___ Passage fourni
Aurait-il pu agir autrement ? Nous en doutons. Il est dommage que les banques centrales occidentales aient préféré plaire au secteur bancaire depuis que la crise sévit plutôt que de prendre de véritables mesures draconiennes. Dans ces conditions, il est compréhensible que quiconque ayant des attentes trop élevées s’en revienne dépité. Une baisse accrue du taux directeur n’aurait eu aucun sens. Car plus ce taux baisse, moins les banques octroient des crédits. Premièrement, parce que ce taux sert d’étalon dans la définition du taux créditeur que les déposants obtiennent. Et plus ce taux est faible, moins d’épargne arrive sur les comptes des banques, les empêchant d’octroyer plus de crédits. Ensuite, plus les tarifs officiels évoluent dans une zone proche de ou sous le zéro, plus faible sera la marge bénéficiaire des banques. Les taux faibles ne profitent qu’aux marchés, à condition qu’ils n’attisent pas trop la volatilité. Cela leur réussissait depuis plus de cinq ans, plus maintenant malheureusement. La BCE n’avait donc aucun intérêt à diminuer davantage ses taux directeurs.
Décision logique
L’augmentation des achats mensuels d’obligations était cet autre pendant que la BCE ne pouvait facilement honorer. Elle peine déjà à trouver les 60 milliards mensuels. Augmenter ce montant aurait davantage asséché le marché et attisé de plus belle la volatilité des cours sur les titres restants. Or ce n’est pas le but recherché. La décision de la BCE est donc parfaitement logique. Les banques souhaitaient, bien sûr, qu’elle élargisse l’éventail des titres qu’elle acceptait dans le cadre de ses achats. Mais à quoi bon aider les banques de la sorte si cela ne débouche pas sur un résultat conjoncturel positif ? Par contre, cela détériorerait sensiblement la qualité du bilan de la BCE.
Ce que l’on peut néanmoins reprocher à Draghi, c’est de ne pas avoir proposé d’autres solutions. Il se borne à soutenir le secteur bancaire. Voilà sept ans que cette politique est menée et la situation des banques est toujours aussi inquiétante : elles regorgent de dettes insolvables qu’elles reportent d’un bilan à l’autre ou qu’elles camouflent sous des structures sophistiquées. Ces dettes continuent d’exister et devront tôt ou tard être honorées. Le fait qu’il n’ait rien dit sur ses intentions pour 2016 a aussi causé quelques remous.
Autre déception le 16 décembre ?
Une déception analogue risque de survenir ce 16 décembre, quand la Banque centrale américaine (Fed) dévoilera ses mesures. Tous les opérateurs misent ouvertement sur un relèvement des taux directeurs de minimum 0,25%. Ils osent même avancer que ces taux augmenteront de 1% d’ici la fin 2016. Aussi conseillent-ils à qui veut les entendre d’acheter des dollars (USD). Ils ajoutent que l’euro (EUR) s’effritera inexorablement, rendant tout placement en USD encore plus attrayant. Nous pouvons supposer que bon nombre d’entre eux ont d’ores et déjà pris des positions spéculatives en ce sens.
______
**Travail demandé:**
[1] Réécrivez tout ce qui va de « Autre déception le » jusqu'à « en ce sens. » dans le passage sur la BCE, en remplaçant « déception » par « désillusion ».
[2] Énumérez tout ce que, selon le passage sur la BCE, les opérateurs misent, avancent, conseillent ou ajoutent au sujet des taux de la Fed et des devises.
[3] Rédigez la suite du passage sur la BCE, en commençant après sa dernière phrase.
___ Lignes
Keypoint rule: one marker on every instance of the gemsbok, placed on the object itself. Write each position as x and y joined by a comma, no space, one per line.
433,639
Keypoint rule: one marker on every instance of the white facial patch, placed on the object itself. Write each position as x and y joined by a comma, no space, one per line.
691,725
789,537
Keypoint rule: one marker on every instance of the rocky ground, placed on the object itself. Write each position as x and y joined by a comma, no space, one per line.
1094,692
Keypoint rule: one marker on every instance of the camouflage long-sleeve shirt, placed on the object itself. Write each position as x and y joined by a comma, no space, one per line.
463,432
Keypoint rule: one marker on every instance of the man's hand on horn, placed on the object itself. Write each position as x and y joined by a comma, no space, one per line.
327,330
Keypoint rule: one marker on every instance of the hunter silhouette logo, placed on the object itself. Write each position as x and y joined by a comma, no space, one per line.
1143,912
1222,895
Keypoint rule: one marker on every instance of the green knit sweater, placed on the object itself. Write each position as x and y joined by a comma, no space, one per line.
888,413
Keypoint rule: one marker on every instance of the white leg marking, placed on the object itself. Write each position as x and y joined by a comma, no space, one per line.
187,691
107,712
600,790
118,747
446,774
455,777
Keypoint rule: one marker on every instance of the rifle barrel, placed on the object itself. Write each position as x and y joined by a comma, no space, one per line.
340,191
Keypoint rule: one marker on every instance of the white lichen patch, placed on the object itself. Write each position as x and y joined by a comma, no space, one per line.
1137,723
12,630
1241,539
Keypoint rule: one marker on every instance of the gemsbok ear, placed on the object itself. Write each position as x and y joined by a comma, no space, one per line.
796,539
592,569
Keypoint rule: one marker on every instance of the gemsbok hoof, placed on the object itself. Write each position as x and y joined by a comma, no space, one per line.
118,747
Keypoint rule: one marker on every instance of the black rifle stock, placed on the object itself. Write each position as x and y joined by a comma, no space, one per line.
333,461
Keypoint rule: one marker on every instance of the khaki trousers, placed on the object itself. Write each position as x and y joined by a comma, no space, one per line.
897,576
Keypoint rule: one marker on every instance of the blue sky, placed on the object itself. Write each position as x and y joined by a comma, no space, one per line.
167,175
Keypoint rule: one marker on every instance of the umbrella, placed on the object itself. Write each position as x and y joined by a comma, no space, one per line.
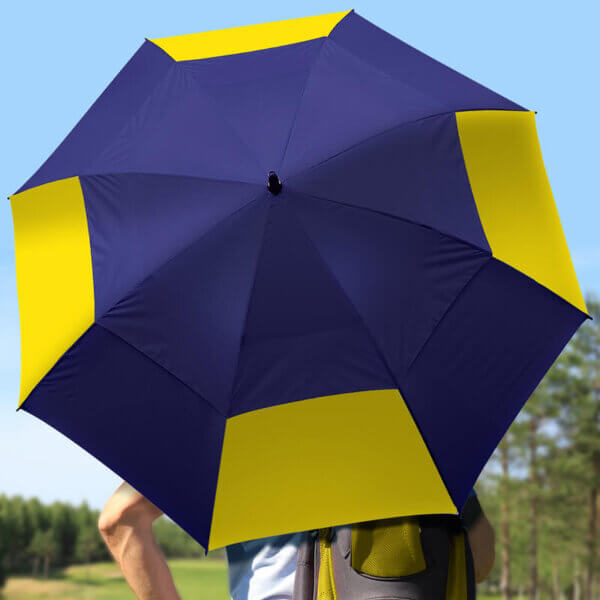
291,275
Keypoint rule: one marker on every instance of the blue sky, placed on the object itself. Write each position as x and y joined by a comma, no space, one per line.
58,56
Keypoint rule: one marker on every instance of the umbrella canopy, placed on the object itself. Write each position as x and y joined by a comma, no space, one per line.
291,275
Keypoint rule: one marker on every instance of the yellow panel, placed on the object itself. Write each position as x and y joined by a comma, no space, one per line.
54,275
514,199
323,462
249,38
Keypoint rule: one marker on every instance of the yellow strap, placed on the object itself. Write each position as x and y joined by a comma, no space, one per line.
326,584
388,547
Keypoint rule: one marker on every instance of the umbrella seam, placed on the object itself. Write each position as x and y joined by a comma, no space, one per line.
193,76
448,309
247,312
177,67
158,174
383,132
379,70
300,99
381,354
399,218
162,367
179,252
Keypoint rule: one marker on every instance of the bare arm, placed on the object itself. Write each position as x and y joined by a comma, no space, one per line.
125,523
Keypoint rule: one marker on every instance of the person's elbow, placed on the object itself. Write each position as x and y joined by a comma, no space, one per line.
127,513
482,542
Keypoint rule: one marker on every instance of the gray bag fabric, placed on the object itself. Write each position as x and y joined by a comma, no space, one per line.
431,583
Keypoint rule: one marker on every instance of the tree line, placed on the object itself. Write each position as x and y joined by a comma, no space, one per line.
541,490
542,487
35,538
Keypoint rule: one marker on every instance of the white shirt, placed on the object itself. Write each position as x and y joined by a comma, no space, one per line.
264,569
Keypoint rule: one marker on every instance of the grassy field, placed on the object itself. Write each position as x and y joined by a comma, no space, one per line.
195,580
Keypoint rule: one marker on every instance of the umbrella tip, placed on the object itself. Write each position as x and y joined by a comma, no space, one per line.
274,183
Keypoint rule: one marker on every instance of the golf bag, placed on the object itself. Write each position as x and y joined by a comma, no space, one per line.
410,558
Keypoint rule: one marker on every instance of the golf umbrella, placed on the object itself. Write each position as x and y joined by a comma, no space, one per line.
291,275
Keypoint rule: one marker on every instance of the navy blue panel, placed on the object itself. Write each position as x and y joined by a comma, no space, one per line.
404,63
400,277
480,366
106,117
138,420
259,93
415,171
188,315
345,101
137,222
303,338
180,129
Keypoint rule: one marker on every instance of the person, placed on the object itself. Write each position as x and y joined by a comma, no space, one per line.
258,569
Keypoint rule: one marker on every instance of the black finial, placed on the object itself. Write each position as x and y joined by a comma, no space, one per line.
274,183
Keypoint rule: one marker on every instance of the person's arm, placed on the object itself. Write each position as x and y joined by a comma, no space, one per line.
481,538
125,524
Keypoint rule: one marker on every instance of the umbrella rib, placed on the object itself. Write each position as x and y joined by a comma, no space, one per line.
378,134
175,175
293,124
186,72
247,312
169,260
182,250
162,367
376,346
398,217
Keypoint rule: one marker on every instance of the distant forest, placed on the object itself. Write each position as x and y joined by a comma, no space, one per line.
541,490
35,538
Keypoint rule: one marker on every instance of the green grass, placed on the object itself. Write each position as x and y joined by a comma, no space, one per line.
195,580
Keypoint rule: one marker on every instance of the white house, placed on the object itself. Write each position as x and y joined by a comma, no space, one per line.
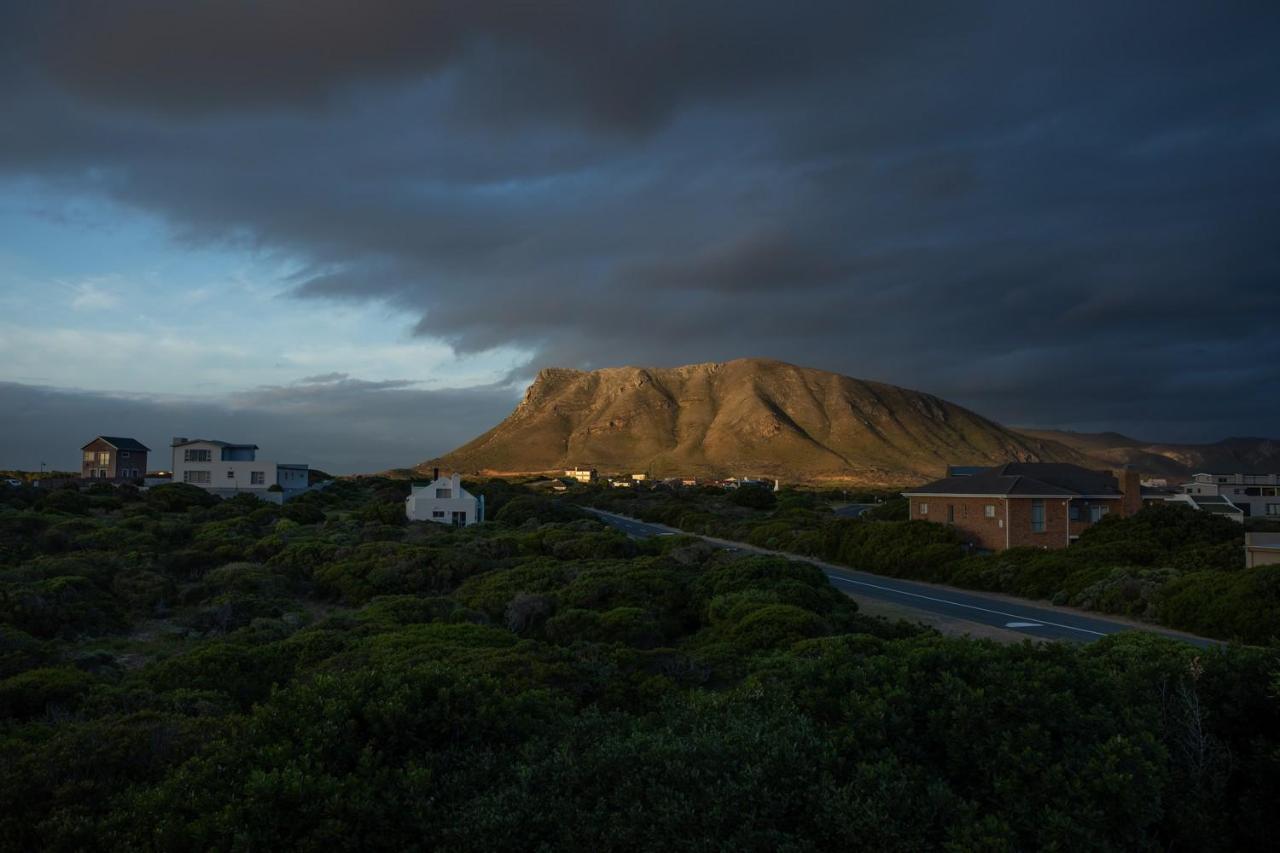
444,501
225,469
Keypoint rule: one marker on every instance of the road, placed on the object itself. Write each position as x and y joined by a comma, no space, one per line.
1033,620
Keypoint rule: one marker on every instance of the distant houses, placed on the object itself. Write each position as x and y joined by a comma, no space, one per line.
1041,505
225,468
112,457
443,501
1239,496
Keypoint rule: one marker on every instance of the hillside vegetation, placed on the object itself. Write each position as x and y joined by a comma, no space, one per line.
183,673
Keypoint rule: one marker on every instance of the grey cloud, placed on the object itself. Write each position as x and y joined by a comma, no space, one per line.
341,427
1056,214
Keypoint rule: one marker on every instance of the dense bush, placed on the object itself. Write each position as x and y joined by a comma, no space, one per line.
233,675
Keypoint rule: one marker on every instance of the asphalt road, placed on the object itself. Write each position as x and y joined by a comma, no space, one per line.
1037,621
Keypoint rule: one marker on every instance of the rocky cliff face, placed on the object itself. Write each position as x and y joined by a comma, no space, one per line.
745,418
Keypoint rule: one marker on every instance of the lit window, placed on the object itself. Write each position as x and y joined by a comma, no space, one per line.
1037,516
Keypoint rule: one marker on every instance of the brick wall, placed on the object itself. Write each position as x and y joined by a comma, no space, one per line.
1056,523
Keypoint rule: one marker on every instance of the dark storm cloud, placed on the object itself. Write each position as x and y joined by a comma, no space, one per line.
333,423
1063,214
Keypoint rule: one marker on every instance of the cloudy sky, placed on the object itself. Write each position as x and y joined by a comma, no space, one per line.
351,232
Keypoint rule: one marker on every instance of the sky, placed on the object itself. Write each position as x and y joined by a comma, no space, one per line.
______
**Réponses par tâche:**
[1]
Autre désillusion le 16 décembre ?
Une désillusion analogue risque de survenir ce 16 décembre, quand la Banque centrale américaine (Fed) dévoilera ses mesures. Tous les opérateurs misent ouvertement sur un relèvement des taux directeurs de minimum 0,25%. Ils osent même avancer que ces taux augmenteront de 1% d’ici la fin 2016. Aussi conseillent-ils à qui veut les entendre d’acheter des dollars (USD). Ils ajoutent que l’euro (EUR) s’effritera inexorablement, rendant tout placement en USD encore plus attrayant. Nous pouvons supposer que bon nombre d’entre eux ont d’ores et déjà pris des positions spéculatives en ce sens.

[2]
- Ils misent sur un relèvement des taux directeurs d'au minimum 0,25 %.
- Ils avancent que ces taux augmenteront de 1 % d'ici la fin 2016.
- Ils conseillent d'acheter des dollars (USD).
- Ils ajoutent que l'euro (EUR) s'effritera inexorablement, ce qui rendra tout placement en USD encore plus attrayant.

[3]
Emploi US
Il ne fait quasiment plus de doute que la Fed relèvera ses taux directeurs. Mais ici aussi, ce seront les mesures annexes qui détermineront le succès de l’action. L’emploi progresse aux Etats-Unis. C’est du moins ce que l’on tente de nous faire croire. Soulignons cependant que les secteurs primaire et secondaire n’en créent toujours pas. Les mines et l’agriculture ainsi que l’industrie restent déficitaires à ce niveau. Cela signifie que tous les nouveaux emplois font partie du secteur tertiaire (services). Or ce dernier ne peut croître que si les deux autres s’améliorent. Sans quoi, les nouvelles places seront de courtes durées et ne garantiront pas un salaire fixe. Ce n’est donc pas de cette façon que les Etats-Unis engendreront une croissance durable. L’amélioration annoncée, si elle n’est pas factice, est néanmoins artificielle.
Désarroi sur les marchés
Les marchés ont réagi dans le désarroi le plus total. Le marché des changes a été le plus chahuté de tous. L’USD s’est effondré de 3% face à l’EUR. La livre (GBP) a abandonné 2,4%. Par rapport au yen (JPY), la remontée de l’EUR était plus forte encore : 3,3%. Il n’y a que le franc suisse (CHF) qui a fait mieux encore, gagnant 0,2%. Pour ce qui est des autres devises, les oscillations étaient disproportionnées. Autant d’occasions pour redresser certaines positions. Le rand (ZAR), par exemple, a chuté de 3,7%, le dollar canadien (CAD) de 2,9%, son homonyme australien (AUD) de 1,4% et le néo-zélandais (NZD) de 0,8%. La baisse continue des prix des matières premières a pesé sur les devises qui y sont liées. La couronne norvégienne (NOK) a cédé 0,7. La danoise (DKK) a suivi l’EUR comme son ombre malgré le résultat d’un referendum peu commenté chez nous où les électeurs danois ont rejeté tout rapprochement avec l’Union.
Le sentiment sur le marché des capitaux était négatif. L’activité y était en suspens jusqu’à jeudi. Dès que l’annonce de la BCE était connue, le marché s’est littéralement effondré. Seuls les titres pourris en EUR ont bien résisté. Plus surprenant était le redressement de tous les emprunts au nom de Volkswagen alors que la firme a subi une rétrogradation (BBB+). Les souveraines européennes et similaires ont plongé, surtout celles à long terme. On comptait en moyenne dix fois plus de titres orientés à la baisse qu’inversement. L’image était moins prononcée en USD où ce rapport était de 2 contre 1. Les échelles des taux d’intérêt ont progressé partout, tout en s’aplatissant. Elles continueront d’osciller intempestivement jusqu’après le 16 décembre.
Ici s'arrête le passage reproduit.